Page text:
___

FOR IMMEDIATE RELEASE

Media Contacts:

  • Jimmy McCarty, Ph.D.: jwmccar@uw.edu
  • Eli McCarthy, Ph.D.: esm52@georgetown.edu, 510-717-8867

Eighty-one Christian scholars from across the U.S. are united in the “commitment to human flourishing and ecological care as well as the cultivation of a sustainable just peace.” These scholars represent various Christian communities as well as a diversity of perspectives on issues of war and peacemaking. 

In light of the shared commitment, they issued a profound statement to express “strong opposition to the current sky-high Pentagon budget and recent National Defense Authorization Act (NDAA) top-line of $768 billion. We urge Congress to reduce Pentagon spending in the appropriations bills for FY 2022 and set a trajectory of practical reductions in this area, as well as reductions in nuclear weapons.” In the NDAA, Congress authorized an extra $25 billion for the Pentagon beyond President Biden’s request.

The scholars point out that “we are struggling to end a deadly pandemic, deal with the looming climate crisis, confront racial injustice, prevent violence in our own streets, secure badly-needed relief for working people all over the country, address mental health challenges, and care for those living in poverty.” 

In turn, oriented by the vision of a just peace they argue that “we urgently need to shift our security and foreign policy strategy to focus on a policy framework of 1) cultivating the habits and skills of constructive conflict, 2) breaking cycles of violence, and 3) building a more sustainable peace. These 3 strategic foci draw us to invest in peacebuilding, nonviolent resistance movements, diplomacy, and development programs.”

___

Write out everything in the press release from "FOR IMMEDIATE RELEASE" down to "war and peacemaking.", word for word.

Information given:
___

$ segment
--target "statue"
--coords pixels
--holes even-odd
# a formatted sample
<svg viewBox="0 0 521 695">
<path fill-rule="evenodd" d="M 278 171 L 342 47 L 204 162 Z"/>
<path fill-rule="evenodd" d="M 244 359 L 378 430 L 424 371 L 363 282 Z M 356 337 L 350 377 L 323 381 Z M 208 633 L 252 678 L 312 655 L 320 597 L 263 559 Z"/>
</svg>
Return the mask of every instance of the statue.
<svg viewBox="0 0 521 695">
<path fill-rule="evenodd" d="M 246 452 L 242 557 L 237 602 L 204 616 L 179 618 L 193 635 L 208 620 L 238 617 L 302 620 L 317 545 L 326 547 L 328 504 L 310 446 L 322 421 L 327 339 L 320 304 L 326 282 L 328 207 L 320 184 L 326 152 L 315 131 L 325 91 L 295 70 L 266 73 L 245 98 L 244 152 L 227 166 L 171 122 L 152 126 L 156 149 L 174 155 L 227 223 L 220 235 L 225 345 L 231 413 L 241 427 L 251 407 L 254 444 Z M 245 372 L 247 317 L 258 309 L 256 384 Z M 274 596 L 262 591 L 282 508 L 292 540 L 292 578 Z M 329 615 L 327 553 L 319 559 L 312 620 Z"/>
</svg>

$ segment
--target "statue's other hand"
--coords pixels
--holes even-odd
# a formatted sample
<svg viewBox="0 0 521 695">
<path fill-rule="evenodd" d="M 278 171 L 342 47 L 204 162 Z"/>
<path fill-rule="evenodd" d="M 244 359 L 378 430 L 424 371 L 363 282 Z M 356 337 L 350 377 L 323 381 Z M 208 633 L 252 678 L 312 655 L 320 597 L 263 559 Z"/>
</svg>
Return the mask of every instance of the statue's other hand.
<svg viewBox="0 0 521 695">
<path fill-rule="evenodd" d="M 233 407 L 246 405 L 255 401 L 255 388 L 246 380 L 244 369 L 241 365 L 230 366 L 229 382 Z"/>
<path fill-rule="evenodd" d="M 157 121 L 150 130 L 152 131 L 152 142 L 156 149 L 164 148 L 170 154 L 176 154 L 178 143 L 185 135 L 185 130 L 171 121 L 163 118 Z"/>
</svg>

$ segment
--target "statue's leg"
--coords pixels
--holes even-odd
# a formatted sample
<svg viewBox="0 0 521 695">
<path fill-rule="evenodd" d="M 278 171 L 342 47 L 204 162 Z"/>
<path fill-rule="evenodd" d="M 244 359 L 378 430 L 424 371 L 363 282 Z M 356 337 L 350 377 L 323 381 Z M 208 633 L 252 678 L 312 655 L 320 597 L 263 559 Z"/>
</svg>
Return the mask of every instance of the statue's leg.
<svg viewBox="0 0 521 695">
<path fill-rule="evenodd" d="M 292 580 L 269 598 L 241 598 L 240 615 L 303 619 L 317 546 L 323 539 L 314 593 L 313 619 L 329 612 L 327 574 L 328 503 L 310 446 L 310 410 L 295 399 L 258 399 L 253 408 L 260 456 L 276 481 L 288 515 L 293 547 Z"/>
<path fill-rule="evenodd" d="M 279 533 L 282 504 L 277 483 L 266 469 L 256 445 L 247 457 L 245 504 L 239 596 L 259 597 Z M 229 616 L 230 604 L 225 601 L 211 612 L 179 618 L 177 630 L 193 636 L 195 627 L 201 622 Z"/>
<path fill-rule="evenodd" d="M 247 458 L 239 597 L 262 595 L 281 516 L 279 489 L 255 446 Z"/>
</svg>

___

The answer:
FOR IMMEDIATE RELEASE

Media Contacts:

  • Jimmy McCarty, Ph.D.: jwmccar@uw.edu
  • Eli McCarthy, Ph.D.: esm52@georgetown.edu, 510-717-8867

Eighty-one Christian scholars from across the U.S. are united in the “commitment to human flourishing and ecological care as well as the cultivation of a sustainable just peace.” These scholars represent various Christian communities as well as a diversity of perspectives on issues of war and peacemaking.